> Point annotations for photos

....

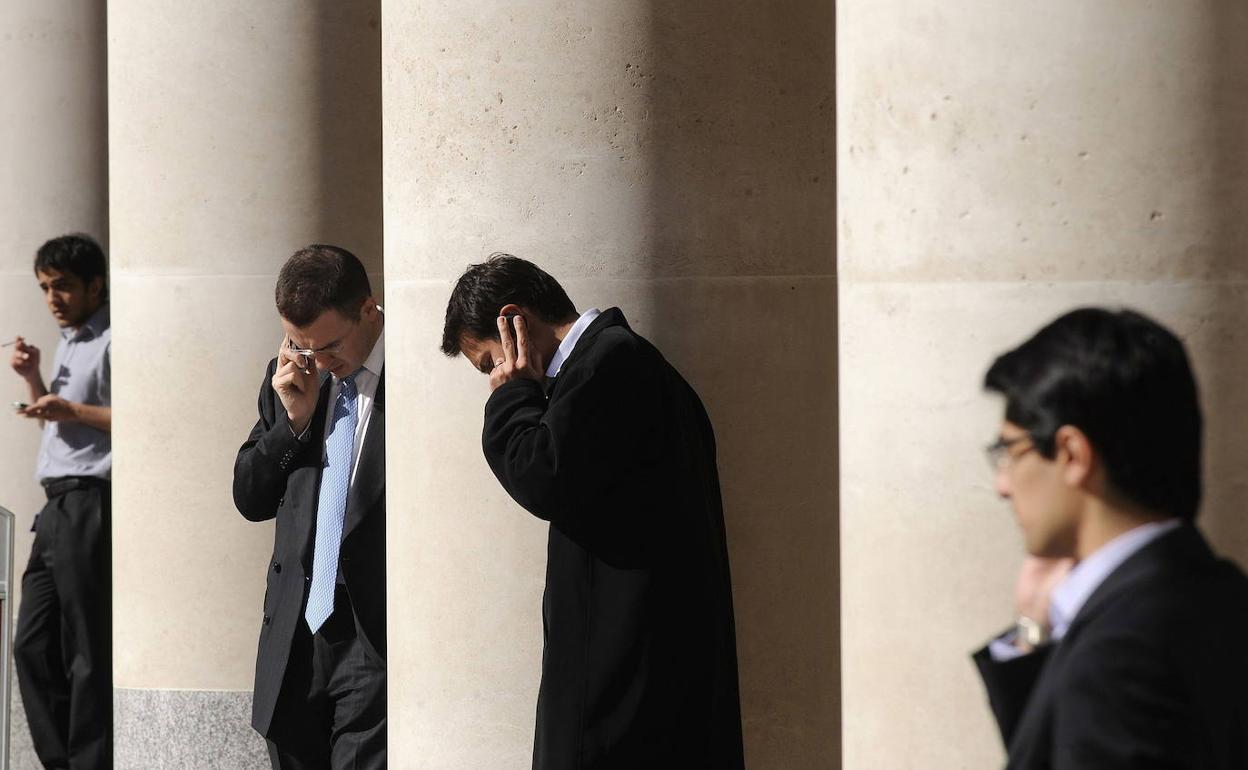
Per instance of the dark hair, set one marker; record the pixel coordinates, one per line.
(320, 278)
(75, 253)
(1126, 382)
(487, 287)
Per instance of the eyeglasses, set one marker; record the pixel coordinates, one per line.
(306, 357)
(999, 452)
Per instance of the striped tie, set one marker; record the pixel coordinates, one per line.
(332, 507)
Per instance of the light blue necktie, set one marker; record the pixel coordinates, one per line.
(332, 507)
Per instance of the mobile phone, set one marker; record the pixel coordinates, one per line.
(511, 323)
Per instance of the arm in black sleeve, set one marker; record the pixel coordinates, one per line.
(1122, 708)
(563, 456)
(266, 458)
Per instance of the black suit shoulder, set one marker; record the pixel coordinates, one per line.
(1150, 673)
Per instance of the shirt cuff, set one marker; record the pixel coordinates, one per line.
(302, 437)
(1002, 648)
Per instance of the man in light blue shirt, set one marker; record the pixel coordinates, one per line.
(63, 647)
(1128, 648)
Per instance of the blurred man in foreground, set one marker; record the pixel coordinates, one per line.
(1128, 650)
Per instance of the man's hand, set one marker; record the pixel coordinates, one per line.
(53, 408)
(25, 360)
(518, 361)
(1037, 579)
(296, 387)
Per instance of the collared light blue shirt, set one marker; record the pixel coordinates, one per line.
(1087, 575)
(569, 342)
(1073, 592)
(80, 373)
(367, 378)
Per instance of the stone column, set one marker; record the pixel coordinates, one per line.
(54, 181)
(674, 161)
(240, 131)
(999, 165)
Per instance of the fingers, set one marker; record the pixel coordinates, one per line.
(522, 343)
(504, 335)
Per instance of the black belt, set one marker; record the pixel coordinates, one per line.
(56, 487)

....

> DIRECTIONS FOR THIS TASK
Rewrite the stretch from the line that contains "Per instance of the mobile" through the end of the entries, changing "stone column" to "stone pillar" and keeping everything else the same.

> ANSWER TO THE TASK
Per instance of the mobile phone, set one marker; record the pixel coordinates, one per line.
(511, 323)
Per instance of the arm in black sleeve, set one marker; record the pixel coordinates, one per line.
(1122, 708)
(563, 456)
(266, 458)
Per instance of the black suit shoulder, set one marker; record the pixel coordinates, one per line.
(1150, 673)
Per instance of the shirt cuff, set one marker; record the pixel coordinates, one per line.
(302, 437)
(1002, 648)
Per instance of the man in light blue shirt, set one marker; record the pixel coordinates, one per line.
(63, 647)
(1128, 648)
Per instance of the blurred man in foreground, set one marker; record the pixel coordinates, one per line.
(1128, 650)
Per instance of the man's hand, set one marker; record the pixel coordinates, one per line.
(53, 408)
(25, 360)
(518, 361)
(1037, 579)
(296, 387)
Per instance of the collared light blue shirt, set one marker; record the pixel coordinates, one per line.
(1087, 575)
(569, 342)
(1073, 592)
(80, 373)
(367, 378)
Per instance of the stone pillar, set one marker; record the pixel coordinates, one per line.
(54, 181)
(674, 161)
(240, 131)
(999, 165)
Per instance of the fingers, set one marker; record the pixel coordinates, one per line.
(522, 343)
(504, 335)
Per instance of the black belt, set one marker; record the pixel coordinates, one per line.
(56, 487)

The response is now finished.